── Text under study

Monday, March 24, 2014

Landmark Voxel Creations

Not sure if you knew about this, but Everquest Next Landmark entered Alpha about one month ago. During that month players were introduced for the first time to the voxel world and tools we have jointly developed with Sony Online Entertainment.

We still have a lot of work to do. The game just now entered Beta. Still I am marveled by the incredible creations made by the players in such a short time and with such early versions of the tools.

Have a look:

I do not know about you, but it seems to me player-generated-content does come close to what game studios can do. Hopefully very soon we will be able to completely blur that line.

Probably the biggest surprise was to see all the emergent techniques devised by the players. We knew our voxels were able to encode all sort of funny things, however the specifics of how they could be achieved was a purely player-driven development. Players even had to name these things, so they gave us "microvoxels", "antivoxels", "zero-volume voxels" and other similar things that actually make a big difference on how you can create in the game.

Someone once told me the best software you can write is one that won't have any users. You can relax and have a life. Users (or players in this case) are that reality check developers secretly fear so much. Now I realize this software cannot exist in isolation from the builder community. Thanks to our players we continue to learn and understand about all the emerging properties of the platform we have created.

Keep up the amazing work guys!

Tuesday, March 18, 2014

Parallel Concerns

Computers continue to increase in power, pretty much at the same rate as before. They double their performance every 18 to 24 months. This trend is known as Moore's law.  The leaders of the microprocessor industry swear they see no end to this law in the 21st century, that everything is fine. Some others say this will come to an end around 2020, but with some luck we should be able to find another exponential to ride.

Regardless of who you believe, you should be wary of the fine-print. Moore's law is about transistor count, it says nothing about how fast they operate. Since the sixties programmers became used to see algorithms improve their performance with every new hardware generation. You could count on Moore's law to make your software run twice as fast every 18 months. No changes were needed, not even to recompile your code. The same program would just run faster.

This way of thinking came to an end around 2005. Clock frequencies hit a physical limit. Since then you cannot compute any faster, you can only compute more. To achieve faster results the only option is to compute in parallel. 

Chip-makers try not to make a big deal out of this, but there is a world of difference to programmers. If they were car-makers, it is like their cars had reached a physical limit of 60 miles per hour. When asked how could you do 120 miles per hour they would suggest you take two cars.

Many programmers today ignore this monumental shift. It is often because they produce code for platforms that already deal with parallelization, like database engines or web servers. Or they work creating User Interfaces, where a single thread of code is already fast enough to outpace humans.

────
── Information given

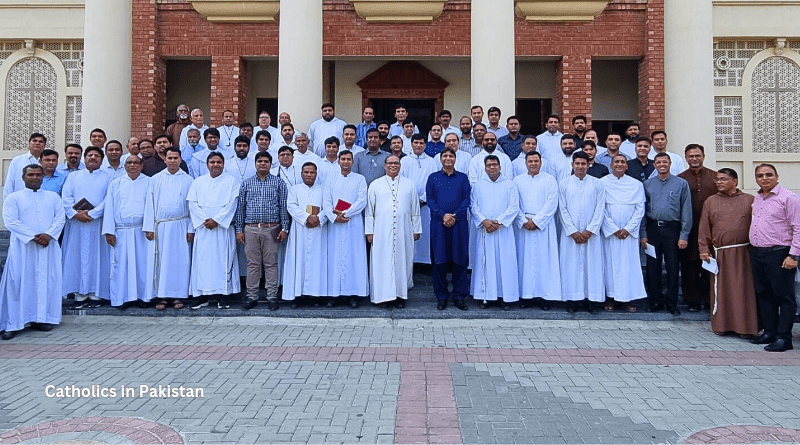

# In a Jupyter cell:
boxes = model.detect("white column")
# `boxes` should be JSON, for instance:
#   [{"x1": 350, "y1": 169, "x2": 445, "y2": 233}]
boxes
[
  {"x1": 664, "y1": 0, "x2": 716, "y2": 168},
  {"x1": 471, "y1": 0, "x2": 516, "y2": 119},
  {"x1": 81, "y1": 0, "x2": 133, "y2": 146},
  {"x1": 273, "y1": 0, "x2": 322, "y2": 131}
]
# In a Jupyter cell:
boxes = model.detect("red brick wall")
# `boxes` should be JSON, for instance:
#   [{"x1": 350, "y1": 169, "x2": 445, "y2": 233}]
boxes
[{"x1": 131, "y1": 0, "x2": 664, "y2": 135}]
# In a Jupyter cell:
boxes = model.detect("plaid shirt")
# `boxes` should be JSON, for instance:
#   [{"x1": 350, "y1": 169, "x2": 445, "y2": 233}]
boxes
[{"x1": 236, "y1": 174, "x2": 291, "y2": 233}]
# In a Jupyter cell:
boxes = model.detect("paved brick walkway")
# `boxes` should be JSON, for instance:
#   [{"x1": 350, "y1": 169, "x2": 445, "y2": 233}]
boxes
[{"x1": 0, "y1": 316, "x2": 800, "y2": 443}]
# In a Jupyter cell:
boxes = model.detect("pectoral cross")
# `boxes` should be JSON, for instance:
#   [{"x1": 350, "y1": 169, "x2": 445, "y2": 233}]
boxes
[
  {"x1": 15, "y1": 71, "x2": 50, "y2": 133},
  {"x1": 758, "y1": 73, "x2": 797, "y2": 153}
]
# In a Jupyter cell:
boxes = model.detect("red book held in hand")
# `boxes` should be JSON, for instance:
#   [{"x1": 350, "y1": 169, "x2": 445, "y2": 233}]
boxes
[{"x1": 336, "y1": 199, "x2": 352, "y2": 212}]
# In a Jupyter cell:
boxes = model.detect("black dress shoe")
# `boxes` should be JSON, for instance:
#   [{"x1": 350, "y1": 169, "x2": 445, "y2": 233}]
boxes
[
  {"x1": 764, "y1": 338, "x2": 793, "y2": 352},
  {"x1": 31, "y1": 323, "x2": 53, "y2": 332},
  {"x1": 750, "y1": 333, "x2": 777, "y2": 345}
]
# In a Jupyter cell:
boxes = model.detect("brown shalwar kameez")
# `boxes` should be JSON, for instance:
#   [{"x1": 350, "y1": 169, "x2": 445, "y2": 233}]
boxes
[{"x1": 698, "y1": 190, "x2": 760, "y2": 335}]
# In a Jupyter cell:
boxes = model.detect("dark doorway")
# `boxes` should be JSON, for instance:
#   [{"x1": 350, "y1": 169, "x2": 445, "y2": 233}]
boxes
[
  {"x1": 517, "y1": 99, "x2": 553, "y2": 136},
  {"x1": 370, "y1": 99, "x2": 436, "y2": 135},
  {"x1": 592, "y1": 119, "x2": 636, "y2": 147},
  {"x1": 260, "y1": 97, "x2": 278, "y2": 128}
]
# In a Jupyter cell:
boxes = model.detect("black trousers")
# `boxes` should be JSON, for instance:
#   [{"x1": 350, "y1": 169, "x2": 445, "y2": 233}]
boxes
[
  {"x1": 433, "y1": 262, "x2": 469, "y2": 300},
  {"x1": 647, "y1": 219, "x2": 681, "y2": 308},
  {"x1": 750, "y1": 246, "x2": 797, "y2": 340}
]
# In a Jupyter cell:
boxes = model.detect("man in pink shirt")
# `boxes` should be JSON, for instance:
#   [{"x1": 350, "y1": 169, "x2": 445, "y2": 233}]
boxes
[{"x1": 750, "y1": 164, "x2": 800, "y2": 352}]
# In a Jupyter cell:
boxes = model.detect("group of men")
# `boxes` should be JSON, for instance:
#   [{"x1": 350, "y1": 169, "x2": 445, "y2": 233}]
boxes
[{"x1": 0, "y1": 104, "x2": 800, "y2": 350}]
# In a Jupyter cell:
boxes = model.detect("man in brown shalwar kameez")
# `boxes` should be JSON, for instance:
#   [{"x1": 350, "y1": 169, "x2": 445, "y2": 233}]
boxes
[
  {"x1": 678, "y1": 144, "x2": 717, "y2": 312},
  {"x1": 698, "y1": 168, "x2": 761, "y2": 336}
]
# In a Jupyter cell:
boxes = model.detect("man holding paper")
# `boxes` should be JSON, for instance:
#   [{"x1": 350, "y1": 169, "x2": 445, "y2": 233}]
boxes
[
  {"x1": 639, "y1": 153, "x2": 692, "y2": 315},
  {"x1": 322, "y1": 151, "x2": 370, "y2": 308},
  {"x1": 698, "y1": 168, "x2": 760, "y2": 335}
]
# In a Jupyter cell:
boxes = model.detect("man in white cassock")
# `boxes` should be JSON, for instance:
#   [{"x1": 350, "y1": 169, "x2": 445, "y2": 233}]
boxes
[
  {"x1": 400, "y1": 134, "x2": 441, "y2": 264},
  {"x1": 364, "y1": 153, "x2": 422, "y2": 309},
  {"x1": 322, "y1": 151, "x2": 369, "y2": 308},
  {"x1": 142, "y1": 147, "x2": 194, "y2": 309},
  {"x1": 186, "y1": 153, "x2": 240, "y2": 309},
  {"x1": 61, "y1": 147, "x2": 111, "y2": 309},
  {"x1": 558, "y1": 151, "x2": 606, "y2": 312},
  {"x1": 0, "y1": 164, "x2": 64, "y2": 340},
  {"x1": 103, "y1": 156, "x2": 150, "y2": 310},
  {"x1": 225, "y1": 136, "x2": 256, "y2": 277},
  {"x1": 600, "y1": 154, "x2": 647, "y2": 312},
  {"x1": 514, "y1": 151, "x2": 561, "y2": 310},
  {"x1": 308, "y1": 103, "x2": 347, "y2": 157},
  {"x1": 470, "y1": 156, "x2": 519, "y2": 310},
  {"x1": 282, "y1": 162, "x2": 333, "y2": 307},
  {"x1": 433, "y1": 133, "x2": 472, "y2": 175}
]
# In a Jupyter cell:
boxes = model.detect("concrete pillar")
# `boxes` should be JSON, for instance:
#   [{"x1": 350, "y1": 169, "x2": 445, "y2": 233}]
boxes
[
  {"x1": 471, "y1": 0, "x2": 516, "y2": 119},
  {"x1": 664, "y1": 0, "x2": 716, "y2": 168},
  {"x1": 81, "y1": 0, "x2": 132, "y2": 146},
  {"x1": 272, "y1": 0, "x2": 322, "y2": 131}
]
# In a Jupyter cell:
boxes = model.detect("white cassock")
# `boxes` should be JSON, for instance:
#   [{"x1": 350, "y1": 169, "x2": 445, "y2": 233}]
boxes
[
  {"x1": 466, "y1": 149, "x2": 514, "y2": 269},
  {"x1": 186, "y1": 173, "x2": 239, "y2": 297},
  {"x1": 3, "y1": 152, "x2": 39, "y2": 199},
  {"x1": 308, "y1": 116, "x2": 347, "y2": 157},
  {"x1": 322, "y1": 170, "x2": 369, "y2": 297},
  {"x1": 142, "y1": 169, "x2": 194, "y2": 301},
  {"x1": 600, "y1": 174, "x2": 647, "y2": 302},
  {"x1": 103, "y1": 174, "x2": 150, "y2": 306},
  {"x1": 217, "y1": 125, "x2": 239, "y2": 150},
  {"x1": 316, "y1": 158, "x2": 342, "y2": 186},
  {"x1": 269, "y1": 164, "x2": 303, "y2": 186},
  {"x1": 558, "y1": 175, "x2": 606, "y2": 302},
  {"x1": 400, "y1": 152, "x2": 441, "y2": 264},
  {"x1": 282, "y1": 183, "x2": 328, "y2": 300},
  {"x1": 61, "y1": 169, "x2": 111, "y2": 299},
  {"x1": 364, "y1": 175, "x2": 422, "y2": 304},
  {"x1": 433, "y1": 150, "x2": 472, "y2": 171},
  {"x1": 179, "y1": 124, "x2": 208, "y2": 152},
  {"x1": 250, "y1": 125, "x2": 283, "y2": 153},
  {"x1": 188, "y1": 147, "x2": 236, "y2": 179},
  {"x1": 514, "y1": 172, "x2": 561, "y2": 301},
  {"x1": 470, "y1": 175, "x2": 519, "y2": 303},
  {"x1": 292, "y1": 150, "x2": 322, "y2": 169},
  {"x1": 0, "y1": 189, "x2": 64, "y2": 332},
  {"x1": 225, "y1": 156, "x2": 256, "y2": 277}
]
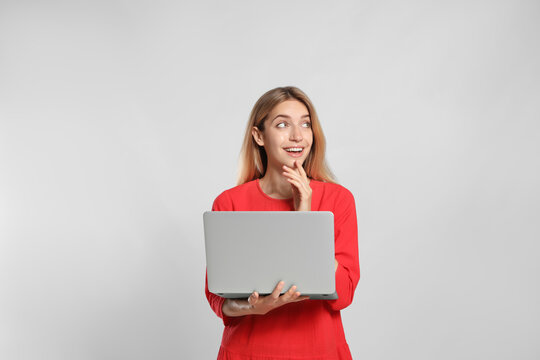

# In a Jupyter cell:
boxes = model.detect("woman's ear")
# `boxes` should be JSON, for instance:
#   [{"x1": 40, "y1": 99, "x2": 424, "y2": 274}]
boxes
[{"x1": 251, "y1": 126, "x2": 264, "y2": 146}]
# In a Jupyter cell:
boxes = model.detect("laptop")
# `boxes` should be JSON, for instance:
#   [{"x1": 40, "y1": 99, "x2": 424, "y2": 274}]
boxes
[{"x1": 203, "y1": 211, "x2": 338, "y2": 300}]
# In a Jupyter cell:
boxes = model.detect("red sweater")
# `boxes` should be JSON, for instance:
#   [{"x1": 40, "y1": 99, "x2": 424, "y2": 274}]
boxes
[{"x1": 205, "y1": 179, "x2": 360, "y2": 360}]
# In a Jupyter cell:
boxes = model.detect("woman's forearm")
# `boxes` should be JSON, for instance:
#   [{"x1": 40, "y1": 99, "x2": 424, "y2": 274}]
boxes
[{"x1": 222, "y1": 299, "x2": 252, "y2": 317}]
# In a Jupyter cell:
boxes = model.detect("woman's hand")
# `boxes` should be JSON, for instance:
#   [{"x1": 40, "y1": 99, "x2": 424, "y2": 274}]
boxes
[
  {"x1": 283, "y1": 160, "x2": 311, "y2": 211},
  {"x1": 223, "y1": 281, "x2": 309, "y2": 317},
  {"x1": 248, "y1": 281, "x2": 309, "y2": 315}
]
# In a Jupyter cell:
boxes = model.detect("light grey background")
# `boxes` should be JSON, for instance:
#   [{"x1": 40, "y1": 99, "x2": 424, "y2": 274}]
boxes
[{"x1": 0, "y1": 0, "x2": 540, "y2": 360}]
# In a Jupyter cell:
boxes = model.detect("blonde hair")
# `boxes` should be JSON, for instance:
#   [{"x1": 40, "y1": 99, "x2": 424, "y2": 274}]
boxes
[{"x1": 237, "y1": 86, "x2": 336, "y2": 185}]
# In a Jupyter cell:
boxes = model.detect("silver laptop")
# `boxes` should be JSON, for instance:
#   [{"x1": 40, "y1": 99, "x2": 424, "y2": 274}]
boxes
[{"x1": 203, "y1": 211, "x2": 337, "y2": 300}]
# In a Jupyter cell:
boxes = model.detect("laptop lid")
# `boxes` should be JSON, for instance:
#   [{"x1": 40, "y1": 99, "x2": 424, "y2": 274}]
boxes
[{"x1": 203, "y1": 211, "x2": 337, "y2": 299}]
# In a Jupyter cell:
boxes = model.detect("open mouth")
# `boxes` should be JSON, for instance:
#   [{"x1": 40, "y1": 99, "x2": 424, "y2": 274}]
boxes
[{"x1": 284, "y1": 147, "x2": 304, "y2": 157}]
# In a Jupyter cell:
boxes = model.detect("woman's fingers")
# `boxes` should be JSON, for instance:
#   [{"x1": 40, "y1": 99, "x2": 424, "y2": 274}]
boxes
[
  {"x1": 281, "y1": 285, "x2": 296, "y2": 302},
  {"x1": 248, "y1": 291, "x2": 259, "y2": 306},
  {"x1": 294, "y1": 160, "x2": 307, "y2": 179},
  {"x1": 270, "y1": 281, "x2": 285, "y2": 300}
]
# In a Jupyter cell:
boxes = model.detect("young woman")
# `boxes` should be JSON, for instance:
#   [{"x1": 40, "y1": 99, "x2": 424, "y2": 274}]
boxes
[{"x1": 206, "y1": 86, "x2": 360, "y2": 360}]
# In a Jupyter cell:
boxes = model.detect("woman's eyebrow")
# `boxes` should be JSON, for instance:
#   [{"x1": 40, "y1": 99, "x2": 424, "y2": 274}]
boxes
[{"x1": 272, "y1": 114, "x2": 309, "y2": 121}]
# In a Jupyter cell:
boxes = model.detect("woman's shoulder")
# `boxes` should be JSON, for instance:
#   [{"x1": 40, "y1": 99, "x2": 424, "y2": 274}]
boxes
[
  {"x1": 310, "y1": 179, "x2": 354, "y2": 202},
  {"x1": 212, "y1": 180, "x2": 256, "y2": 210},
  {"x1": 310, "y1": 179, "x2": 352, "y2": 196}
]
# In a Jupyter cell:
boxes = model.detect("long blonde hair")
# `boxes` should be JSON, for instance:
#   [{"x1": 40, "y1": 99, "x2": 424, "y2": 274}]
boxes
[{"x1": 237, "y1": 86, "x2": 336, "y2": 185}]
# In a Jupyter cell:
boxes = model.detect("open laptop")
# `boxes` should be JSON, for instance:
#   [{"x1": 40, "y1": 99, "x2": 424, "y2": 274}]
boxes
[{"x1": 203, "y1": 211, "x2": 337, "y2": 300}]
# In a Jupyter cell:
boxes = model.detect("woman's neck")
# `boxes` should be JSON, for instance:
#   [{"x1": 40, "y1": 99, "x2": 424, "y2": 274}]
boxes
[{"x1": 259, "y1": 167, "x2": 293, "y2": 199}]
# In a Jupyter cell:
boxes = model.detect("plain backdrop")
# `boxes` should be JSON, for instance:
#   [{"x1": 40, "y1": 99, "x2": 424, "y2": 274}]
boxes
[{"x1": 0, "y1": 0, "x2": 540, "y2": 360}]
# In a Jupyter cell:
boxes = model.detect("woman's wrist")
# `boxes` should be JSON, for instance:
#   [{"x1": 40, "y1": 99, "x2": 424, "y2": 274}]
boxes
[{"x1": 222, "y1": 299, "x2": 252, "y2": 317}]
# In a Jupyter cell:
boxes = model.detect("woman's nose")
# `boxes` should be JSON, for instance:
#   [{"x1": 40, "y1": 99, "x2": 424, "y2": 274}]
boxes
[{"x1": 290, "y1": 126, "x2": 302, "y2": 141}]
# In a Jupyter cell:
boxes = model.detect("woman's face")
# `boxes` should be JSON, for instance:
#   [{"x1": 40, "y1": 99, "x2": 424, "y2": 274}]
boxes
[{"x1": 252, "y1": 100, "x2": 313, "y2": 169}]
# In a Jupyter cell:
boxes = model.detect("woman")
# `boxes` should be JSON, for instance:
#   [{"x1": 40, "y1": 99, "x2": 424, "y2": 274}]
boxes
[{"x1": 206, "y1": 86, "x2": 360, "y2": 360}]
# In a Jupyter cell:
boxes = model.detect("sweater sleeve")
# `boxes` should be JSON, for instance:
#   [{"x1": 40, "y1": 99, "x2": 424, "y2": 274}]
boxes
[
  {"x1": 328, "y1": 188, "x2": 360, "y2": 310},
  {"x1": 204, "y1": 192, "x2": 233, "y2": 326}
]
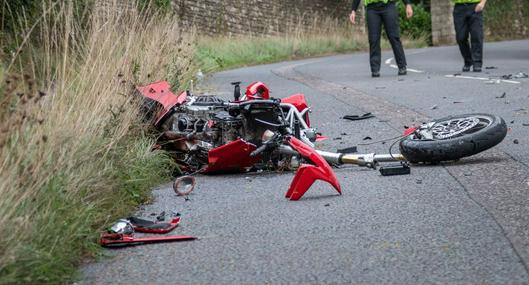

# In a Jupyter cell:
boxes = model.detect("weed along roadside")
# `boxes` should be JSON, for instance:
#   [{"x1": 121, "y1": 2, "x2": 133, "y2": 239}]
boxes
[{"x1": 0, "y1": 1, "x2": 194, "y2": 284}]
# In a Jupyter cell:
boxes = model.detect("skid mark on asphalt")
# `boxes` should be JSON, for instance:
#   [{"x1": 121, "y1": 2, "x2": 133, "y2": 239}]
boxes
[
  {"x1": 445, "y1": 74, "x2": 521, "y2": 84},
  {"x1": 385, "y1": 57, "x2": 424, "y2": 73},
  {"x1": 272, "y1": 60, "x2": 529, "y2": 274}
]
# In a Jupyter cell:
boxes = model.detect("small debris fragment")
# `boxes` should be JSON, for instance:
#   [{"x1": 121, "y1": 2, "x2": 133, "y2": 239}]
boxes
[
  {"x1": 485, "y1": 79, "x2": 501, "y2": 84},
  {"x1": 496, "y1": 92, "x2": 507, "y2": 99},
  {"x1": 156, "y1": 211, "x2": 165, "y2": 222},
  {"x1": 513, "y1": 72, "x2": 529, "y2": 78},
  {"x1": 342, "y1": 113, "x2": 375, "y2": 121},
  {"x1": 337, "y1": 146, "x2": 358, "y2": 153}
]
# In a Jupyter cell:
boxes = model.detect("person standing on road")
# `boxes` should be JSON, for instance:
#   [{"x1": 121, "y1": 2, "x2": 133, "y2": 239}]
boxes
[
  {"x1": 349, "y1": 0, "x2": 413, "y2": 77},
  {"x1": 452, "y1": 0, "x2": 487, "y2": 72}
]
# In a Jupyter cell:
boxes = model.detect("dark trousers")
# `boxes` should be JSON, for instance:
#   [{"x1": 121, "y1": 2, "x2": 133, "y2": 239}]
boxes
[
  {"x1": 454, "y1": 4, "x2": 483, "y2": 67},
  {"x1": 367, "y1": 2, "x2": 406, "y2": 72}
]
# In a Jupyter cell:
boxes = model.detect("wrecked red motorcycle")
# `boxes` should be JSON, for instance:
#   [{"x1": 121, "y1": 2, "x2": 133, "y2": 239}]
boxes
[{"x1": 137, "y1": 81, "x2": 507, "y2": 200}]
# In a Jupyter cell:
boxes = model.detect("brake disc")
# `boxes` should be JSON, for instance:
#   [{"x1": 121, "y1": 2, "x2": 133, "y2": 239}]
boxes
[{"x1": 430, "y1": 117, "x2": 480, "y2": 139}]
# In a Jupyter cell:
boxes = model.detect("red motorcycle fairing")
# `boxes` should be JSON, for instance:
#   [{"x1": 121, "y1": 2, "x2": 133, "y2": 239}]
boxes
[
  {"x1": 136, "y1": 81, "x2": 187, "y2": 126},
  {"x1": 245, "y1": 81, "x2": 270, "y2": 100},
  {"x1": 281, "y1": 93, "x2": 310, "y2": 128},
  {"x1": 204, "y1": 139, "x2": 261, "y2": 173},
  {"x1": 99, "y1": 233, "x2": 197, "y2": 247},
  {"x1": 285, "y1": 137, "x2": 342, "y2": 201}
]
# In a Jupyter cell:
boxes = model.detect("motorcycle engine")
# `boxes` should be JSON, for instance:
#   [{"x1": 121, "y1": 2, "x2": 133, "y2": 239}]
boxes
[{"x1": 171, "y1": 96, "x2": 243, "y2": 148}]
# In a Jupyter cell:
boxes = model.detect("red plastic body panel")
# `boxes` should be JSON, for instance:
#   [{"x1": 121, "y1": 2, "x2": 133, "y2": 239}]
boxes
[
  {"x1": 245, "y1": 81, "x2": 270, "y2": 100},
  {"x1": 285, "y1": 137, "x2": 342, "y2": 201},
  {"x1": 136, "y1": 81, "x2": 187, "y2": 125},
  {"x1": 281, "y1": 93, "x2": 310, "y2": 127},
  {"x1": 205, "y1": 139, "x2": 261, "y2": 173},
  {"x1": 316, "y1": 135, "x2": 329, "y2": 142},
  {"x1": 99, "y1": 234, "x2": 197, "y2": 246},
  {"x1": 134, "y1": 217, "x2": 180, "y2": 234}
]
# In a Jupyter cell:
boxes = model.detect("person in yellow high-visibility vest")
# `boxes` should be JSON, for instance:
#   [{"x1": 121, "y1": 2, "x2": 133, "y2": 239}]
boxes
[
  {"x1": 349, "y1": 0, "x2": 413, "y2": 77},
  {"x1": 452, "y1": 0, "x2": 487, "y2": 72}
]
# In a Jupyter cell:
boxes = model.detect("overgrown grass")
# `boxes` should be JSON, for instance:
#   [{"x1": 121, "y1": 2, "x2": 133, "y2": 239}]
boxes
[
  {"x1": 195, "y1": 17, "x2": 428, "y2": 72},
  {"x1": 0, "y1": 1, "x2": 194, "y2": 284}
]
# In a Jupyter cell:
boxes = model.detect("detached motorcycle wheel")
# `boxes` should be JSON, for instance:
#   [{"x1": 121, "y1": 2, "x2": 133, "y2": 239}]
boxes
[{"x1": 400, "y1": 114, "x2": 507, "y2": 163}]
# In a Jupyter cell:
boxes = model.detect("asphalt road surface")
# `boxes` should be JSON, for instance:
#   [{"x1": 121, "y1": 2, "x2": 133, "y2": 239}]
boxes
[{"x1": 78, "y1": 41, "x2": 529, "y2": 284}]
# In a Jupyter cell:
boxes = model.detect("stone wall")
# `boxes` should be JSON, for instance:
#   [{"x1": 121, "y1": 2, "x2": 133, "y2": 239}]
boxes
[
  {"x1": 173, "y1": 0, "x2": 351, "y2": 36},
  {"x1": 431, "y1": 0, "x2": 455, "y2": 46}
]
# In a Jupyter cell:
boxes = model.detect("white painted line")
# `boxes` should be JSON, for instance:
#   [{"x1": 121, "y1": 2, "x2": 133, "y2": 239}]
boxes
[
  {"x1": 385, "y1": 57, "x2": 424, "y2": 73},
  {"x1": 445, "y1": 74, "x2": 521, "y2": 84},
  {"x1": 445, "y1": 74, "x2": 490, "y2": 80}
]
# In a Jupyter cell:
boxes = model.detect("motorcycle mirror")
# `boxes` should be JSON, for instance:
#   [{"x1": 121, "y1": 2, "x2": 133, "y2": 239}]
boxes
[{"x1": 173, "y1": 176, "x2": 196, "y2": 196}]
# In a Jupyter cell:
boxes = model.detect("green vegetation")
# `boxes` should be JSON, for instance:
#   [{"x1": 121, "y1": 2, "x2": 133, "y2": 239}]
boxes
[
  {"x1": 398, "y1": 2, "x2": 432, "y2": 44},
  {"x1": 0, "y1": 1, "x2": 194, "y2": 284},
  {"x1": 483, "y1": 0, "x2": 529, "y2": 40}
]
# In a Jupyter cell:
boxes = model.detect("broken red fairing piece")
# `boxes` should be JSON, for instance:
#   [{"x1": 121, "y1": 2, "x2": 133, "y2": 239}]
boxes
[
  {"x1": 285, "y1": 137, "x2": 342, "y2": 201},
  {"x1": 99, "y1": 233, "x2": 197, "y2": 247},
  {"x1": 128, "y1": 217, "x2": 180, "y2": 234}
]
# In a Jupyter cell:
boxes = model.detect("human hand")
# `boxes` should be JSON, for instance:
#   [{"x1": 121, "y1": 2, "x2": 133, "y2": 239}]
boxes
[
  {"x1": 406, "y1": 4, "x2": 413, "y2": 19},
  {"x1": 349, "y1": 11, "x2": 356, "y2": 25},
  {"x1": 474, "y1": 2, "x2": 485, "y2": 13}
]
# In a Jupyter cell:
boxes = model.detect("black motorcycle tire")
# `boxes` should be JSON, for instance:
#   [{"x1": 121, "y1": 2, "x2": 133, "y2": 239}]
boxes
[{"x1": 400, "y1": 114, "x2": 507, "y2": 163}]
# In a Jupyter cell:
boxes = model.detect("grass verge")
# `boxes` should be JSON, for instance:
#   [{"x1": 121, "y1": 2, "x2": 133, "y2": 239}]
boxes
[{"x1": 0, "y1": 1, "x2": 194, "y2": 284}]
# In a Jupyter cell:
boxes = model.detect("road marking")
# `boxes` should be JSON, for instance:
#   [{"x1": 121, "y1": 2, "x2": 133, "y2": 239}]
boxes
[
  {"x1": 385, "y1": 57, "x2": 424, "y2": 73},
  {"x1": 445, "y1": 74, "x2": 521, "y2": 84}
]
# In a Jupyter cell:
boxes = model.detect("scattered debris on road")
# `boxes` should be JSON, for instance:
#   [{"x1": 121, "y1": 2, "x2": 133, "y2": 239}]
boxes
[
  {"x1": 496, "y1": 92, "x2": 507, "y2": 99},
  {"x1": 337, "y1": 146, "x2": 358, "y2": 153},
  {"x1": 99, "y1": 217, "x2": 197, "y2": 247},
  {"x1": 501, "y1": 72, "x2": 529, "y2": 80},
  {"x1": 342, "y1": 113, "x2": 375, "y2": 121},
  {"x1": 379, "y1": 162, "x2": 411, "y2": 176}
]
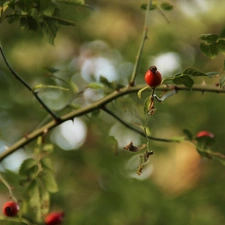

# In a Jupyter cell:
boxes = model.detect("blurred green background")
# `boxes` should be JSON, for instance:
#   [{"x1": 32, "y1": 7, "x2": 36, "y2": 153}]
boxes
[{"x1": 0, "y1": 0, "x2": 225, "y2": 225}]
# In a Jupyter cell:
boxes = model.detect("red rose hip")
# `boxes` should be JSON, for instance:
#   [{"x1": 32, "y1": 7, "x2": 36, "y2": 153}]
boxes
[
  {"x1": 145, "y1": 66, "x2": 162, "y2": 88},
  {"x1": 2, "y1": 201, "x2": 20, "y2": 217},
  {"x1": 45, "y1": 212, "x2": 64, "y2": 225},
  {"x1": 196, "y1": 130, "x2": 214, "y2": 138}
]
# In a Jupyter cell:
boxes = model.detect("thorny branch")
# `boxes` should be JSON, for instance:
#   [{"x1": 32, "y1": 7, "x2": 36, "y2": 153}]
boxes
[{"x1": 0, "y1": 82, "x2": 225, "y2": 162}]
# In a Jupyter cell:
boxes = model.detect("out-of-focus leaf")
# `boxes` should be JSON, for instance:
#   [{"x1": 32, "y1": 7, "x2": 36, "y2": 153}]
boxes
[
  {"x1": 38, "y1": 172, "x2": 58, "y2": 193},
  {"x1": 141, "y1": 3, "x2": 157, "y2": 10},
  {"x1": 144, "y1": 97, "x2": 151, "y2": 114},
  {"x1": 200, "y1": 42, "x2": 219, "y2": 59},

────

## Instructions
(1) According to the blog posts, around what year did clock frequencies hit a physical limit?
(2) Quote the blog posts from "Many programmers today" to "to outpace humans.".
This data has no connection to the blog posts.

## Responses by task
(1) Around 2005.

(2)
Many programmers today ignore this monumental shift. It is often because they produce code for platforms that already deal with parallelization, like database engines or web servers. Or they work creating User Interfaces, where a single thread of code is already fast enough to outpace humans.